**** RECORDS SHOWN ****

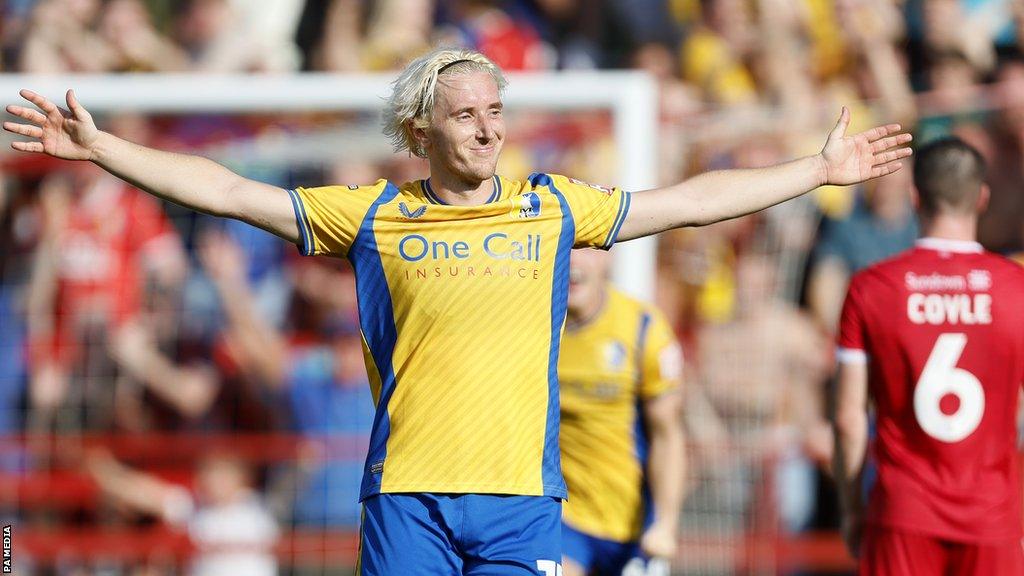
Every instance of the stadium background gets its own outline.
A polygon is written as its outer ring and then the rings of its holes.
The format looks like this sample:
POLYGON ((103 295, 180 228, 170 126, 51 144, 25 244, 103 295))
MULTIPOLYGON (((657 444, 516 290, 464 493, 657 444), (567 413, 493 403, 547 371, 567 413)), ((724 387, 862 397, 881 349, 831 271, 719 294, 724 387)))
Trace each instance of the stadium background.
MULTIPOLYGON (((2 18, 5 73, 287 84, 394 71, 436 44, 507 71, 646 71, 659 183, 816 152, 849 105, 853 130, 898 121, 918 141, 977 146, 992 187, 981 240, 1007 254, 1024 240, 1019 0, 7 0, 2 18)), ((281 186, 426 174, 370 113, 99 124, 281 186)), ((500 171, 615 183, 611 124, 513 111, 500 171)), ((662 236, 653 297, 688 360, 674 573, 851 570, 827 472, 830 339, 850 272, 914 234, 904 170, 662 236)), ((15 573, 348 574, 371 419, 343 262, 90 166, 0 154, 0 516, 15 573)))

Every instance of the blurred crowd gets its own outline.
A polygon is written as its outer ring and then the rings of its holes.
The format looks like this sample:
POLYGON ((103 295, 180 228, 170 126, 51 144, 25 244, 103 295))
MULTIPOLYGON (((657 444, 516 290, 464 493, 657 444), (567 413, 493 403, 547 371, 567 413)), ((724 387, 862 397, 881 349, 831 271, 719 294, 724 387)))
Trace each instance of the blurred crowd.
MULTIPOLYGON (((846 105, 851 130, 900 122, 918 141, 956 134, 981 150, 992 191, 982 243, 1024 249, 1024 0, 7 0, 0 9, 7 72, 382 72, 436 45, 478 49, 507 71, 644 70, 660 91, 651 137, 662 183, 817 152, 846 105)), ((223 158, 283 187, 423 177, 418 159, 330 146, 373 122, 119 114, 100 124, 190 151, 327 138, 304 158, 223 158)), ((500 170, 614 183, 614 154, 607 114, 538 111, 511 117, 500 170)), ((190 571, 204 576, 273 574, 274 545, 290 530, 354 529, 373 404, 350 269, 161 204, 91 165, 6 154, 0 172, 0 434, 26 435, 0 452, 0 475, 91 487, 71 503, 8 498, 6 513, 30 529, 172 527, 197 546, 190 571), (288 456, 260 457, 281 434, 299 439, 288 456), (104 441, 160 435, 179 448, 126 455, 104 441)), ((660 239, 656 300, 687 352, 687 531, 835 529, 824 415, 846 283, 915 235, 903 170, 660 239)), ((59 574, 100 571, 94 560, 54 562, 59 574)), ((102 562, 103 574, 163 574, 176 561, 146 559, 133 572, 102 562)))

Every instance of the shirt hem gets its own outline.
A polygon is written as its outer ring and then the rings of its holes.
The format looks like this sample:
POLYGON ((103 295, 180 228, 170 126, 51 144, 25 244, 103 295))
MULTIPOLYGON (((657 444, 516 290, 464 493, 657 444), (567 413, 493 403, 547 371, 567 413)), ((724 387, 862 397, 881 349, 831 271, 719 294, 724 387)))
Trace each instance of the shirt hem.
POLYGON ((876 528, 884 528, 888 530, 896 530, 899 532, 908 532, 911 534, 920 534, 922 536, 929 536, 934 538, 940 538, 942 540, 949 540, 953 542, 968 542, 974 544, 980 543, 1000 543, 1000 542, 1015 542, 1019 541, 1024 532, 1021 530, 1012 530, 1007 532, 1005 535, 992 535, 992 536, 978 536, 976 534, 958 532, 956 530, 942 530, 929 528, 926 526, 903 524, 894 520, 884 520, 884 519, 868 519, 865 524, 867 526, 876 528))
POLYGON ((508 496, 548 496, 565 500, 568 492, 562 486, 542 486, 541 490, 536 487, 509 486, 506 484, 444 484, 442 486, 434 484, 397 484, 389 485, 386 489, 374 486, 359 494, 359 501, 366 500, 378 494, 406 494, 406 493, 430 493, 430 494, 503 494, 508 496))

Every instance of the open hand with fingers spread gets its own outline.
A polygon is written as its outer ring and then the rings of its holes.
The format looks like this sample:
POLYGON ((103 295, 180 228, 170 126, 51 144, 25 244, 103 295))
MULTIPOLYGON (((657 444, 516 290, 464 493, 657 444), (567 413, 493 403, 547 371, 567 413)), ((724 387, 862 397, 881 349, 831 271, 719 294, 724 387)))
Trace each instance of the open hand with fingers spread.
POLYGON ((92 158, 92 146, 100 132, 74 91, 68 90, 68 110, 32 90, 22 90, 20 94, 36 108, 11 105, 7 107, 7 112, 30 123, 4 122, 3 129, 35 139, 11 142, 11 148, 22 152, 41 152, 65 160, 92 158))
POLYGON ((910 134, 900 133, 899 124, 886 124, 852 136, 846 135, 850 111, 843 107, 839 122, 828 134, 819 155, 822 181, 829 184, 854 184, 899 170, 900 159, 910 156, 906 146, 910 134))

****

WRITTEN PROBLEM — Reproduce every one of the rows above verbatim, leaving out the pictures.

RESULT OF THE EXERCISE —
Every instance of the stadium background gets its own outline.
A polygon is written as its outer ring and then the rings of its holes.
The format looks like this sample:
POLYGON ((103 295, 180 228, 170 126, 51 144, 25 244, 103 295))
MULTIPOLYGON (((657 444, 516 290, 464 493, 657 444), (567 413, 493 403, 547 371, 567 413)), ((724 387, 862 397, 881 349, 831 271, 719 294, 724 387)))
Trace each instance of the stadium background.
MULTIPOLYGON (((2 18, 5 73, 287 84, 394 71, 436 44, 507 71, 646 71, 659 183, 816 152, 849 105, 853 130, 898 121, 918 141, 977 146, 992 187, 981 240, 1007 254, 1024 240, 1019 0, 7 0, 2 18)), ((281 186, 426 174, 370 113, 99 124, 281 186)), ((500 171, 615 183, 611 124, 513 111, 500 171)), ((662 236, 653 297, 688 360, 674 573, 851 570, 827 472, 830 339, 850 272, 914 234, 904 170, 662 236)), ((15 573, 348 574, 371 419, 343 262, 90 166, 0 154, 0 516, 15 573)))

Every instance of the blurred crowd gets its own outline.
A polygon is written as its outer ring and then the rings of its holes.
The format looks like this sample:
POLYGON ((103 295, 180 228, 170 126, 51 144, 25 244, 103 295))
MULTIPOLYGON (((657 444, 516 290, 464 493, 657 444), (567 413, 493 403, 547 371, 567 413)), ((724 387, 862 397, 881 349, 831 271, 719 294, 724 387)))
Trace each instance of the blurred crowd.
MULTIPOLYGON (((846 105, 851 130, 900 122, 918 141, 956 134, 981 150, 992 191, 982 243, 1024 249, 1024 0, 7 0, 0 9, 7 72, 382 72, 436 45, 478 49, 507 71, 644 70, 660 91, 651 137, 662 183, 817 152, 846 105)), ((223 158, 283 187, 423 177, 418 159, 330 146, 373 122, 119 114, 100 124, 190 151, 327 138, 304 158, 223 158)), ((500 170, 614 183, 614 154, 607 114, 538 111, 511 117, 500 170)), ((190 571, 204 576, 273 574, 274 545, 290 530, 354 529, 373 404, 350 269, 161 204, 91 165, 6 154, 0 172, 0 434, 26 435, 0 452, 0 475, 91 487, 71 503, 8 498, 6 513, 30 529, 172 527, 197 546, 190 571), (288 456, 260 457, 281 434, 299 439, 288 456), (104 441, 160 435, 179 448, 126 455, 104 441)), ((660 239, 656 300, 687 352, 687 531, 835 529, 824 415, 846 283, 915 235, 903 170, 660 239)), ((59 574, 100 571, 94 560, 54 562, 59 574)), ((102 562, 103 574, 163 574, 176 561, 146 559, 133 572, 102 562)))

Every instance of the shirt hem gets its own outline.
A polygon is written as its outer ring and then the rings of its holes.
The format looks like this sample:
POLYGON ((103 295, 180 228, 170 126, 51 144, 25 244, 103 295))
MULTIPOLYGON (((657 444, 516 290, 464 493, 657 444), (567 413, 493 403, 547 371, 567 413)), ((724 387, 862 397, 881 349, 831 271, 719 294, 724 387)))
Trace each instance of the shirt hem.
POLYGON ((876 528, 884 528, 888 530, 896 530, 899 532, 908 532, 911 534, 920 534, 922 536, 929 536, 934 538, 940 538, 942 540, 949 540, 953 542, 968 542, 974 544, 980 543, 1000 543, 1000 542, 1015 542, 1019 541, 1024 532, 1021 530, 1012 530, 1007 532, 1005 535, 992 535, 992 536, 978 536, 976 534, 958 532, 956 530, 942 530, 929 528, 926 526, 903 524, 894 520, 884 520, 884 519, 868 519, 865 524, 867 526, 876 528))
POLYGON ((508 496, 548 496, 565 500, 568 492, 562 486, 542 486, 541 490, 536 487, 509 486, 506 484, 444 484, 442 486, 434 484, 397 484, 389 485, 386 489, 374 486, 359 494, 359 501, 366 500, 378 494, 406 494, 406 493, 430 493, 430 494, 503 494, 508 496))

Every instance of the open hand with fingers spread gets its own outline.
A polygon is written as its outer ring and then the rings of its holes.
The format looks like this sample:
POLYGON ((103 295, 180 228, 170 126, 51 144, 25 244, 103 295))
MULTIPOLYGON (((657 444, 516 290, 464 493, 657 444), (567 413, 493 403, 547 371, 567 413)), ((724 387, 862 397, 881 349, 831 271, 719 294, 724 387)))
Trace each instance of the open hand with fingers spread.
POLYGON ((92 158, 92 146, 100 132, 74 91, 68 90, 68 110, 32 90, 22 90, 20 94, 36 108, 11 105, 7 107, 7 112, 30 123, 4 122, 3 129, 35 139, 11 142, 11 148, 22 152, 41 152, 65 160, 92 158))
POLYGON ((910 134, 900 133, 899 124, 886 124, 852 136, 846 135, 850 111, 843 107, 839 122, 828 134, 819 155, 822 181, 829 184, 854 184, 899 170, 900 159, 910 156, 906 146, 910 134))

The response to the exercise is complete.